-- The problem --
Can you give every line of the records below as a JSON list of strings, one string per line, with blank lines left out?

-- Data lines --
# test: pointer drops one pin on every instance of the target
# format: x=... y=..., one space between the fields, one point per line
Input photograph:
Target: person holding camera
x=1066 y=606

-- Solution to the problem --
[
  "# test: pointer drops one pin on every instance of the target",
  "# format: x=... y=..., one space between the fields, one point per line",
  "Input photograph:",
  "Target: person holding camera",
  "x=1066 y=606"
]